A collapse in land ecosystems is reflected by the worldwide extinction of the primary coal-forming tree species. Coal is formed from the compaction of dead plants in densely vegetated areas, like the peat-forming forests that were present in the Permian. The collapse of these forests was followed by successive waves of ecological turnover and recovery for millions of years resulting in a ‘coal gap’ in the geological record. A recent study of the end-Permian extinction interval from Australia, identified a marked increase in charcoal abundance directly before this coal gap (Fig. 2). The suspicious timing of this charcoal event has raised the possibility of fire as a direct contributor to end-Permian land extinctions.

Figure 2. The end-Permian extinction is clearly expressed in outcrop (top-left) at Coalcliff, south of Sydney, Australia. It shows an abrupt upward transition from coals rich in fossil Glossopteris leaves (bottom), pollen and wood (centre-right) into a ‘dead zone’ of fine-grained sediments almost entirely devoid of fossils… except copious amounts of microcharcoal (top-right). Image credits: C. Mays; µm = micrometre.

Fossil fire-survival strategies

The southern forests of the supercontinent Pangea during the Permian Period were dominated by one plant type: Glossopteris (Fig. 2). Upon close inspection, Glossopteris has shown some evidence of fire tolerance, including ‘epicormic shoots’, which may have allowed the Glossopteris tree to sprout leaves back soon after a fire. This regrowth strategy has also evolved in the modern, fire-loving Eucalyptus of Australia (Fig. 3). Abundant fossil charcoal throughout the Permian Period indicates that this was a fire-prone time, and adaptations to cope with frequent fires likely contributed to the successful spread of Glossopteris across the Southern Hemisphere. Despite these fire-adaptations, these forests collapsed during the end-Permian crisis, and the reign of Glossopteris was entirely extinguished.

Animals on land developed their own strategies to avoid the worst of the climatic conditions that led to the collapse of Permian forest ecosystems. Following this devastation, many of the most successful large land animals were burrowers (Fig. 3). In fact, the ‘dead zone’, an interval in the geological record that represents many thousands of years of environmental stress during the end-Permian event, is riddled with the burrows of small mammal-like reptiles. These would have served as subterranean refuges during the lethal surface conditions, such as the extremely seasonal climate and raging wildfires.

Figure 3. Strategies for coping with fire-prone climates, both past and present. Top: fresh leaves sprout from the bark of a recently scorched Eucalyptus in Australia. These ‘epicormic shoots’ allow the plant to capitalise on the enhanced sunlight caused by the loss of canopy leaves in the immediate aftermath of a fire. Bottom: Large burrows, like these from South Africa, are very common in the aftermath of the end-Permian extinction. They reveal how some of the land animals, such as Lystrosaurus, may have survived the extreme fire regime during the end-Permian extinction interval. Scales = 10 cm. Photo credits: John O'Neill (top), Emese Bordy (bottom). Lystrosaurus reconstruction by Willem van der Merwe (bottom).
________________
REQUIREMENT: Name every person the figure captions of the end-Permian extinction passage credit for an image, photo or reconstruction.

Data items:
________________
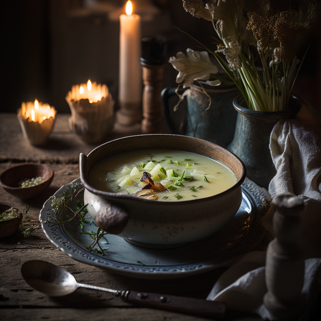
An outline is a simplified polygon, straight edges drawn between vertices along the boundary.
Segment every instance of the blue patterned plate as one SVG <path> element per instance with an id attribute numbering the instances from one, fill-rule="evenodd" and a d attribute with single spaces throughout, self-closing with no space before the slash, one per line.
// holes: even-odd
<path id="1" fill-rule="evenodd" d="M 78 178 L 62 186 L 54 194 L 61 197 L 64 192 Z M 82 233 L 76 218 L 60 224 L 42 223 L 46 236 L 55 246 L 72 258 L 106 268 L 118 274 L 144 279 L 165 279 L 202 273 L 222 266 L 252 249 L 262 239 L 265 229 L 258 219 L 268 209 L 269 196 L 253 182 L 246 179 L 241 186 L 242 199 L 239 209 L 224 227 L 213 235 L 180 247 L 166 249 L 145 248 L 128 243 L 112 234 L 105 235 L 100 241 L 104 255 L 91 251 L 86 247 L 93 240 Z M 82 202 L 83 193 L 80 193 Z M 61 221 L 69 218 L 57 217 L 53 211 L 51 200 L 44 204 L 39 217 L 42 221 L 56 218 Z M 88 220 L 85 230 L 96 232 L 97 228 Z"/>

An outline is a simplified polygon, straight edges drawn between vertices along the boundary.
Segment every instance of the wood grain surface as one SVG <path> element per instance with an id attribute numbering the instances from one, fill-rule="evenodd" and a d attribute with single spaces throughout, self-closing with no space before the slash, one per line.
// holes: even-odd
<path id="1" fill-rule="evenodd" d="M 0 115 L 0 171 L 17 162 L 25 160 L 49 164 L 55 172 L 50 186 L 33 198 L 22 200 L 0 189 L 0 202 L 22 211 L 29 206 L 29 222 L 39 223 L 39 213 L 44 202 L 62 185 L 79 177 L 80 152 L 88 153 L 95 146 L 86 145 L 68 130 L 68 115 L 57 115 L 50 147 L 31 146 L 22 136 L 13 114 Z M 55 142 L 56 142 L 55 143 Z M 11 236 L 0 238 L 0 320 L 133 320 L 203 321 L 208 318 L 182 314 L 139 307 L 124 302 L 105 292 L 79 288 L 60 298 L 49 297 L 34 290 L 24 281 L 20 269 L 31 260 L 48 261 L 72 273 L 80 283 L 115 290 L 131 290 L 205 299 L 216 280 L 227 268 L 221 267 L 198 275 L 169 280 L 145 280 L 114 274 L 108 271 L 75 261 L 55 247 L 41 228 L 24 238 L 17 231 Z M 218 319 L 217 319 L 219 320 Z M 228 311 L 225 320 L 261 320 L 258 316 Z"/>

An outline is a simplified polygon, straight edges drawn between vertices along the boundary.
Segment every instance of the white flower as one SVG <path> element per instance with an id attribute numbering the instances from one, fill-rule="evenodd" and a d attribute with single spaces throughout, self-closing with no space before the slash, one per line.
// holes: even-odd
<path id="1" fill-rule="evenodd" d="M 178 71 L 176 82 L 183 82 L 184 88 L 190 86 L 196 79 L 207 80 L 211 74 L 217 74 L 217 67 L 210 60 L 207 51 L 194 51 L 189 48 L 186 49 L 187 56 L 182 52 L 178 52 L 176 56 L 171 57 L 169 61 Z M 219 80 L 215 81 L 215 84 L 220 84 Z"/>
<path id="2" fill-rule="evenodd" d="M 227 37 L 223 39 L 225 47 L 218 48 L 217 51 L 222 52 L 230 64 L 230 67 L 236 70 L 242 67 L 242 62 L 239 55 L 242 50 L 242 47 L 239 44 L 236 37 Z"/>
<path id="3" fill-rule="evenodd" d="M 212 21 L 212 15 L 207 8 L 204 7 L 202 0 L 183 0 L 183 6 L 187 12 L 194 17 Z"/>

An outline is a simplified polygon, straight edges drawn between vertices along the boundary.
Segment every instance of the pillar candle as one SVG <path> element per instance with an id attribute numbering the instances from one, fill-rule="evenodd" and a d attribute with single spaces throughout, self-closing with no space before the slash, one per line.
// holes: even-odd
<path id="1" fill-rule="evenodd" d="M 139 103 L 142 100 L 141 55 L 141 17 L 132 14 L 131 3 L 127 1 L 126 14 L 119 17 L 119 73 L 120 103 Z"/>

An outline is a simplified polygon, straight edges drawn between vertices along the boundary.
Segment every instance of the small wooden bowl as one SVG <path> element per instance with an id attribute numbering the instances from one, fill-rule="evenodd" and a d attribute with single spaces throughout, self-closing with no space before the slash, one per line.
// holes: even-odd
<path id="1" fill-rule="evenodd" d="M 19 182 L 22 179 L 41 176 L 45 180 L 35 186 L 22 188 Z M 42 164 L 26 163 L 9 167 L 0 174 L 0 185 L 8 193 L 18 198 L 31 198 L 48 187 L 54 178 L 54 172 Z"/>
<path id="2" fill-rule="evenodd" d="M 9 210 L 12 207 L 7 204 L 0 203 L 0 213 Z M 14 219 L 7 221 L 0 221 L 0 238 L 6 237 L 13 234 L 19 227 L 19 225 L 22 221 L 22 214 L 20 212 L 19 215 Z"/>

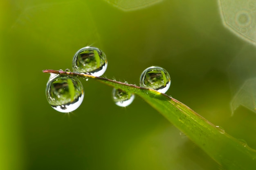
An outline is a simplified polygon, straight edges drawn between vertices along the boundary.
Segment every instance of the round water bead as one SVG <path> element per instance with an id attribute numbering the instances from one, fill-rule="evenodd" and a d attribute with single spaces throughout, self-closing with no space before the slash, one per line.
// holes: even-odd
<path id="1" fill-rule="evenodd" d="M 68 113 L 79 107 L 84 96 L 83 87 L 77 78 L 51 74 L 46 85 L 46 98 L 52 108 Z"/>
<path id="2" fill-rule="evenodd" d="M 168 72 L 158 66 L 152 66 L 142 72 L 139 78 L 141 87 L 153 89 L 164 93 L 171 85 L 171 78 Z"/>
<path id="3" fill-rule="evenodd" d="M 134 94 L 121 89 L 114 88 L 112 98 L 115 104 L 121 107 L 126 107 L 130 105 L 134 100 Z"/>
<path id="4" fill-rule="evenodd" d="M 104 74 L 107 66 L 106 55 L 96 47 L 87 46 L 82 48 L 73 58 L 72 68 L 74 72 L 99 76 Z"/>

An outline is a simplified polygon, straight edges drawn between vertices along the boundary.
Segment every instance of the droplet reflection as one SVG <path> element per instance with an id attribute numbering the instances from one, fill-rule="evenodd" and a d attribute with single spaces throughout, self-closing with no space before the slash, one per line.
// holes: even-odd
<path id="1" fill-rule="evenodd" d="M 83 87 L 77 78 L 51 74 L 46 85 L 46 98 L 57 111 L 68 113 L 79 107 L 84 96 Z"/>
<path id="2" fill-rule="evenodd" d="M 115 104 L 120 107 L 126 107 L 134 100 L 134 94 L 121 89 L 114 88 L 112 91 L 112 98 Z"/>
<path id="3" fill-rule="evenodd" d="M 164 93 L 171 85 L 170 74 L 164 69 L 158 66 L 150 67 L 145 69 L 140 76 L 141 87 L 153 89 Z"/>
<path id="4" fill-rule="evenodd" d="M 72 68 L 74 72 L 99 76 L 107 69 L 108 62 L 105 54 L 99 49 L 87 46 L 75 54 Z"/>

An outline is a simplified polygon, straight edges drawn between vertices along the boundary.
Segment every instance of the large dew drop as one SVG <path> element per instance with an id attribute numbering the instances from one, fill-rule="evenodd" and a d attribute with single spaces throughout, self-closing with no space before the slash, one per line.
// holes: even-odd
________________
ANSWER BELOW: C. Mays, John O'Neill, Emese Bordy, Willem van der Merwe